PROBLEM STATEMENT: Gather every line from the rows below that contains the string "stone", and copy each one out. Case counts.

INFORMATION SUPPLIED:
-- start --

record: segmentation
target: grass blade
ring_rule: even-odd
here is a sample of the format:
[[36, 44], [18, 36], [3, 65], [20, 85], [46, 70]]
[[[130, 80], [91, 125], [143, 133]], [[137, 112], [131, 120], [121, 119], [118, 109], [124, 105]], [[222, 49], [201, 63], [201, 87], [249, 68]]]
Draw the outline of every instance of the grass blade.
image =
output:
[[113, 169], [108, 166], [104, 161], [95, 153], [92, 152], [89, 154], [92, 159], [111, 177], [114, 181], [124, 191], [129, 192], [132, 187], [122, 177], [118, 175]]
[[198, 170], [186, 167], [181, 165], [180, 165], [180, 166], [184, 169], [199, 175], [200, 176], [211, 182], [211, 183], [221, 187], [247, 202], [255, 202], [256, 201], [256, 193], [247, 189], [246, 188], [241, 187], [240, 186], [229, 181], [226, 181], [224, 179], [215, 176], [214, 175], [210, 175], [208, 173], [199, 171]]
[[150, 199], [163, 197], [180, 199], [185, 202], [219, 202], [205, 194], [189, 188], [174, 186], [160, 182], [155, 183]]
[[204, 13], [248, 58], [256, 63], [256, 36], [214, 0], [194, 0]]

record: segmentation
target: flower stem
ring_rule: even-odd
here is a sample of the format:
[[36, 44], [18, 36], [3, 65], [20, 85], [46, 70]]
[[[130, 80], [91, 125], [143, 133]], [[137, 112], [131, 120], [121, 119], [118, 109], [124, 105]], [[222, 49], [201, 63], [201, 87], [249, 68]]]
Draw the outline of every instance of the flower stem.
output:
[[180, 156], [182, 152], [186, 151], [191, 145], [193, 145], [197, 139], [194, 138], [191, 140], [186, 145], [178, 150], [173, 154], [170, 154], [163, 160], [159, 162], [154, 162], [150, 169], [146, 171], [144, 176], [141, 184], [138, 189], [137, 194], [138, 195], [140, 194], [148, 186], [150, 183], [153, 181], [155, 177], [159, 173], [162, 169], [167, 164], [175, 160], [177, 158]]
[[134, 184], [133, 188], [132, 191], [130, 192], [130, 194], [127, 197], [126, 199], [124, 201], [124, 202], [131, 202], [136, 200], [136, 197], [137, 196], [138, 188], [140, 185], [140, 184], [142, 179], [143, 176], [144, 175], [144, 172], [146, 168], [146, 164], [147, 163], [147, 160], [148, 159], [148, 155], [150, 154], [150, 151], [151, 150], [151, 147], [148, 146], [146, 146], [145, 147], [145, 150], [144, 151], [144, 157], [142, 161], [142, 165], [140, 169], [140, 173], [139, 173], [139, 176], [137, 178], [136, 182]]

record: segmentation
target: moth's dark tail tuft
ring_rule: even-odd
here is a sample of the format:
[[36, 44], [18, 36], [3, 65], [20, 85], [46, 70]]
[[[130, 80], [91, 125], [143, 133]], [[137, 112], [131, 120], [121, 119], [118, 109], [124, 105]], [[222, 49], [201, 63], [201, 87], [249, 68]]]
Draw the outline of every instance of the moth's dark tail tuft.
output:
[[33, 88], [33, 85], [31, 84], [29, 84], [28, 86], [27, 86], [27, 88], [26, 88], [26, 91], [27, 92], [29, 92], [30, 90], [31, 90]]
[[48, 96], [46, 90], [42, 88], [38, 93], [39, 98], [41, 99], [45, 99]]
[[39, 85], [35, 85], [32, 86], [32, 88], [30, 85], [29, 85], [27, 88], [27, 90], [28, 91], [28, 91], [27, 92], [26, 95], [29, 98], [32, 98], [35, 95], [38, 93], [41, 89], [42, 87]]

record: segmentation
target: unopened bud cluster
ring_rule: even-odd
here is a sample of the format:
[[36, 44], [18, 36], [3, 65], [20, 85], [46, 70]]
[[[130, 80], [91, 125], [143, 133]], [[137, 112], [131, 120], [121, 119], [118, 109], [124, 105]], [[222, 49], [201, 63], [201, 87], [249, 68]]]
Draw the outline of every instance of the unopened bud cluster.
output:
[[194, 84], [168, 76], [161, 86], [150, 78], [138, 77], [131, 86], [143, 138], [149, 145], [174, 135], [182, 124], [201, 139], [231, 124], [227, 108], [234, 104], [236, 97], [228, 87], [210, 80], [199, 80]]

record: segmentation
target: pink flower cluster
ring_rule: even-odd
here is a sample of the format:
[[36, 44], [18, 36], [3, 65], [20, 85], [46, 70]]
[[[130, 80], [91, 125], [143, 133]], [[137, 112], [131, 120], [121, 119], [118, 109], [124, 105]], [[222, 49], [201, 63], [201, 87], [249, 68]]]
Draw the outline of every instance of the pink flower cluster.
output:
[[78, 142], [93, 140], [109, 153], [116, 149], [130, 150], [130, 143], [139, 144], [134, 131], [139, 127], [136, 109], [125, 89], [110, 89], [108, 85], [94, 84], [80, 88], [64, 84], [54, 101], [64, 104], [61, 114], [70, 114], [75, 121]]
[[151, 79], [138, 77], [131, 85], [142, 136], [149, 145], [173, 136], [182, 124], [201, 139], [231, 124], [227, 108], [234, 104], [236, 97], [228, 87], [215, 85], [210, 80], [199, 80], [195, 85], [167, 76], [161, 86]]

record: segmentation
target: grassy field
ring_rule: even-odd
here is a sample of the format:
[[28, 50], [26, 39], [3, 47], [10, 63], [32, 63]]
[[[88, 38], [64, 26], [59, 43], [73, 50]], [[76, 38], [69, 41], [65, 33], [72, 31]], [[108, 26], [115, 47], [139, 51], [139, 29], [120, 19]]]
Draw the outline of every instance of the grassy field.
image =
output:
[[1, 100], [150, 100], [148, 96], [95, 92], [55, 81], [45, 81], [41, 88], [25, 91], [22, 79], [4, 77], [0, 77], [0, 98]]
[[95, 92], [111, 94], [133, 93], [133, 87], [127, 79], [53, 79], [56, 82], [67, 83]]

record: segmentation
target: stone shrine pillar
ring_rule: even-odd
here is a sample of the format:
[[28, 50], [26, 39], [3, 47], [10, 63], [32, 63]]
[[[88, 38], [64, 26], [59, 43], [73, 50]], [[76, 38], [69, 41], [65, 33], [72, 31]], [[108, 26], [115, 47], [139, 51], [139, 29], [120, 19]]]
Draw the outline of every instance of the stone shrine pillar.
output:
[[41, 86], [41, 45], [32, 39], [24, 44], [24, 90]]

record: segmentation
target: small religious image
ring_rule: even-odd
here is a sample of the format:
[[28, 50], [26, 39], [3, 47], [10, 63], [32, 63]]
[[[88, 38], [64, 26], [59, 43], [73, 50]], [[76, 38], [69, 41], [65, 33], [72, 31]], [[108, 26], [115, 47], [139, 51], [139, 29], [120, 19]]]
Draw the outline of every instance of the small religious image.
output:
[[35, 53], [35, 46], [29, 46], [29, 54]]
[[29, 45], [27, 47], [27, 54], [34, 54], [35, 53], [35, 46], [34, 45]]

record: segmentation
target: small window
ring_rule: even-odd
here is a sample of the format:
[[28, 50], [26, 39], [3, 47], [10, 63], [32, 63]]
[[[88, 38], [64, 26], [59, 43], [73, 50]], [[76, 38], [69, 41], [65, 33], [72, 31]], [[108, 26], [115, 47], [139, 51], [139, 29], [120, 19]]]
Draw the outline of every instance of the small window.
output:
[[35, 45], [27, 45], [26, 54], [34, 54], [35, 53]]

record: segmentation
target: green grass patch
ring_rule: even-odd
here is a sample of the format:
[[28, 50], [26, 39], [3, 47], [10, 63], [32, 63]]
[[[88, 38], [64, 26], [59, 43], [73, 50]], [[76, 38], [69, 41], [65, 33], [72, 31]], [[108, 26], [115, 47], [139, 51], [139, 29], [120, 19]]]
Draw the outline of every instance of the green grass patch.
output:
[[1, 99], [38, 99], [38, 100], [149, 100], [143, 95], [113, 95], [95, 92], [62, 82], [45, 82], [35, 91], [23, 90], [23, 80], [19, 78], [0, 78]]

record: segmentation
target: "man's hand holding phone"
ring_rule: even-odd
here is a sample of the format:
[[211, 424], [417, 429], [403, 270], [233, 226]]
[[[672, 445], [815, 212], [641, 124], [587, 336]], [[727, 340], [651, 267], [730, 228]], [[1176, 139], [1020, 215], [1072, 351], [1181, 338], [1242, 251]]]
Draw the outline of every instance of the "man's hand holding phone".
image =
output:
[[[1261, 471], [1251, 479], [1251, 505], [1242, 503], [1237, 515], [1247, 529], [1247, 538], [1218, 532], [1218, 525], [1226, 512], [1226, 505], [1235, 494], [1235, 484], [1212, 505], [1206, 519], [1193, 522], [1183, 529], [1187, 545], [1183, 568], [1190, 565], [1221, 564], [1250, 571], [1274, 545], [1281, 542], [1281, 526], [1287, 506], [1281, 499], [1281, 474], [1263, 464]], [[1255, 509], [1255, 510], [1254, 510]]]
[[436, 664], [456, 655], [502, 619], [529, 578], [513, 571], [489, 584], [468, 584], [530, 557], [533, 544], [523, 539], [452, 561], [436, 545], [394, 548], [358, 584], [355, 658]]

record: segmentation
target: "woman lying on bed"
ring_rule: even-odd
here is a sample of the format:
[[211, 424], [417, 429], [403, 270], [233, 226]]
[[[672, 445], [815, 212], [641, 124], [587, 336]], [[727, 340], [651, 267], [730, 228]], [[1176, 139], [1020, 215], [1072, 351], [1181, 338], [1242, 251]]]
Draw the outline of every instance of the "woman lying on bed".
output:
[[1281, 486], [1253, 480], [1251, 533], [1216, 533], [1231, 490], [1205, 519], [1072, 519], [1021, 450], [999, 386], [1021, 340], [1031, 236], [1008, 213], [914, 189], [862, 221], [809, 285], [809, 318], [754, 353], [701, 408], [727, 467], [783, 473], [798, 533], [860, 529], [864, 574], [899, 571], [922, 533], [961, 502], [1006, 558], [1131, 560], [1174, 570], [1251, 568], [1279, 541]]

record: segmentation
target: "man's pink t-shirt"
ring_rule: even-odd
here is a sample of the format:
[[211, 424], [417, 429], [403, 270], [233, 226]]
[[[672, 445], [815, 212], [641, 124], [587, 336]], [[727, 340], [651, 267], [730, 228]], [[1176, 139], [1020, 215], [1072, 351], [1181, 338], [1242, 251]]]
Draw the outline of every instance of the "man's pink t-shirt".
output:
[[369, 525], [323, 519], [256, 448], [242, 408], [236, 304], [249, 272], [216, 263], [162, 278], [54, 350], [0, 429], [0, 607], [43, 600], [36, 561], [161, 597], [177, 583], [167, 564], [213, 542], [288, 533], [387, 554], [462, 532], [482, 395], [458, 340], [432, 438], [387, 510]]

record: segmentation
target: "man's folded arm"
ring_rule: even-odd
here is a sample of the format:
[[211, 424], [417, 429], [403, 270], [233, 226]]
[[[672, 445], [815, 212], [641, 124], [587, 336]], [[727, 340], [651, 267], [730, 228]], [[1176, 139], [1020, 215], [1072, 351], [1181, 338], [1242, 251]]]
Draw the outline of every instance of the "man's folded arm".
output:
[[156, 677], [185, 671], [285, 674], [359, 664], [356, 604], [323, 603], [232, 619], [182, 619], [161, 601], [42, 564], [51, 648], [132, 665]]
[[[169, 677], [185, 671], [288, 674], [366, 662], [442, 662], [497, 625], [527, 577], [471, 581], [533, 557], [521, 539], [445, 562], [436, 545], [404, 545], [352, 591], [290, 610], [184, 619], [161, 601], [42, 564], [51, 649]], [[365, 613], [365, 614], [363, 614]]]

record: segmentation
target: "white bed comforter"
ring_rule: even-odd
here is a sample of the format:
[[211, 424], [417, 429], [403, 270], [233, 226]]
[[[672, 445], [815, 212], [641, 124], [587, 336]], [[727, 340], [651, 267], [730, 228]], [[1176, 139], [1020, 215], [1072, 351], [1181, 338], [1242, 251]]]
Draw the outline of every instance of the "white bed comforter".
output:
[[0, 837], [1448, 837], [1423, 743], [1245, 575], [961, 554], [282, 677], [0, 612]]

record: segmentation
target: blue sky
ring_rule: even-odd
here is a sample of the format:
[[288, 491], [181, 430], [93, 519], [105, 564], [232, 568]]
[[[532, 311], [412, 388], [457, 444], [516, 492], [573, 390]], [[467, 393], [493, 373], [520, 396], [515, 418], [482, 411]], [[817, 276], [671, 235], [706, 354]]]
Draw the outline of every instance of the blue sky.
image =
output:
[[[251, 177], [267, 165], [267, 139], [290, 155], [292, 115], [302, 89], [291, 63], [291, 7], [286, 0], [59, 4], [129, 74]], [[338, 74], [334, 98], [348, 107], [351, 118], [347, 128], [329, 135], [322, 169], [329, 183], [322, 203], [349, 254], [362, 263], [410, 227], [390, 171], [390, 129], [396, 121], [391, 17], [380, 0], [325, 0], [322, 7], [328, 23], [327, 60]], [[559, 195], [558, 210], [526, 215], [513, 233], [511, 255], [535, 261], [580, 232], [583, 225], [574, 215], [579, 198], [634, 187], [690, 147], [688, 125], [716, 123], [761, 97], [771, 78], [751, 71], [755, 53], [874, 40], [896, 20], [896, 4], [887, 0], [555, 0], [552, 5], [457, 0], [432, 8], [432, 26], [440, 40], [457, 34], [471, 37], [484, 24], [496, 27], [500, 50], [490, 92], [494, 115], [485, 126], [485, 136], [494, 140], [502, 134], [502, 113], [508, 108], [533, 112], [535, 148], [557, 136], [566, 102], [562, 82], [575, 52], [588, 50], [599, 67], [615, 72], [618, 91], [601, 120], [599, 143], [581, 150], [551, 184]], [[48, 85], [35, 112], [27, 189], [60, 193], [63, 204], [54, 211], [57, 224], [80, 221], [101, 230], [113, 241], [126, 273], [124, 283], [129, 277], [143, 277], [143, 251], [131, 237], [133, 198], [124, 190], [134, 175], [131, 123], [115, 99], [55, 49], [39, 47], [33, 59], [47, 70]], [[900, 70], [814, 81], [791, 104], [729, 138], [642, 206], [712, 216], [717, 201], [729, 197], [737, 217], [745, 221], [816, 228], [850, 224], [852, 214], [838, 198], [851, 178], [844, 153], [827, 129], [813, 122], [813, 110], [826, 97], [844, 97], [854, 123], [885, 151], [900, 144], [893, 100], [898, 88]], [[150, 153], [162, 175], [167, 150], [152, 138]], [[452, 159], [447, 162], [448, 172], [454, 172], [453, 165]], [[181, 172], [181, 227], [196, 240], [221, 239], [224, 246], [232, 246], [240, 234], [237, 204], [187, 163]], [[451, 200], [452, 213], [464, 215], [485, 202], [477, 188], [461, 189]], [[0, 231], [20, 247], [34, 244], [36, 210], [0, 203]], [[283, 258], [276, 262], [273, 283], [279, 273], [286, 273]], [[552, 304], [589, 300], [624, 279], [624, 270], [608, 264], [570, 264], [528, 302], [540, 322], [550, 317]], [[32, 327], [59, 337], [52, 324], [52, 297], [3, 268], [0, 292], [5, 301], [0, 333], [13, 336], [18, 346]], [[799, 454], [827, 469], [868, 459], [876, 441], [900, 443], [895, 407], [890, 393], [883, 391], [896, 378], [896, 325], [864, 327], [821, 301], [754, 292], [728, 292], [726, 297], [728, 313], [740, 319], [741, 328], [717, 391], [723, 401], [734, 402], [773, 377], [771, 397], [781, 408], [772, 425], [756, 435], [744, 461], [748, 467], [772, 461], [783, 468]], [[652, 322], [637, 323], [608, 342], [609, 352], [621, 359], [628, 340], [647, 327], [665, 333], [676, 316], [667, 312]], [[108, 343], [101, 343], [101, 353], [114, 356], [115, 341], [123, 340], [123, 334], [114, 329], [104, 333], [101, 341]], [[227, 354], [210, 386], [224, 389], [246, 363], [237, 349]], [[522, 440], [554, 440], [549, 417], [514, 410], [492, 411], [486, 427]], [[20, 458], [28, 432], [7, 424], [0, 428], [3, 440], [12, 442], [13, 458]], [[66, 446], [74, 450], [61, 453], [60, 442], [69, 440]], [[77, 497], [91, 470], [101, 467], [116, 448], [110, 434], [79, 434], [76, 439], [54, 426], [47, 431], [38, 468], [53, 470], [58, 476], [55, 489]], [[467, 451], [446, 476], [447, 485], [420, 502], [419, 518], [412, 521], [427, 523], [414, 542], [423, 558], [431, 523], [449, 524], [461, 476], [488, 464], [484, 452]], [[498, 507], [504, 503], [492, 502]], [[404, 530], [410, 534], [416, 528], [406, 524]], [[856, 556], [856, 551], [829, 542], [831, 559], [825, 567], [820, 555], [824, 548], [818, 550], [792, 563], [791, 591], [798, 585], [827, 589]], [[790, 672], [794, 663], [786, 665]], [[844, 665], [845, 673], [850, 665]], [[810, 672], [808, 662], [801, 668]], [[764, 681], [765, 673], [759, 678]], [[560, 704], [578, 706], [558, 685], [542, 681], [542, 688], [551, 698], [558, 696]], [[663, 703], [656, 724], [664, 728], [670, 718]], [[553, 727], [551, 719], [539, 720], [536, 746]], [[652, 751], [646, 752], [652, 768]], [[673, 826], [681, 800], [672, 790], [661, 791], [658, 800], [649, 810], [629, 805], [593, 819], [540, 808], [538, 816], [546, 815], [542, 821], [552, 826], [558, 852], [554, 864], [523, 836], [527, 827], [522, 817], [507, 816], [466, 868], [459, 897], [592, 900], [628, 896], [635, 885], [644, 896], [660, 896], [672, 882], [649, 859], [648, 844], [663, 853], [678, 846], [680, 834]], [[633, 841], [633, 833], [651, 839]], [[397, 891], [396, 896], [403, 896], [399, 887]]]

-- end --

SOLUTION TO THE EXERCISE:
target: stone shrine pillar
Draw the outline of every instance of the stone shrine pillar.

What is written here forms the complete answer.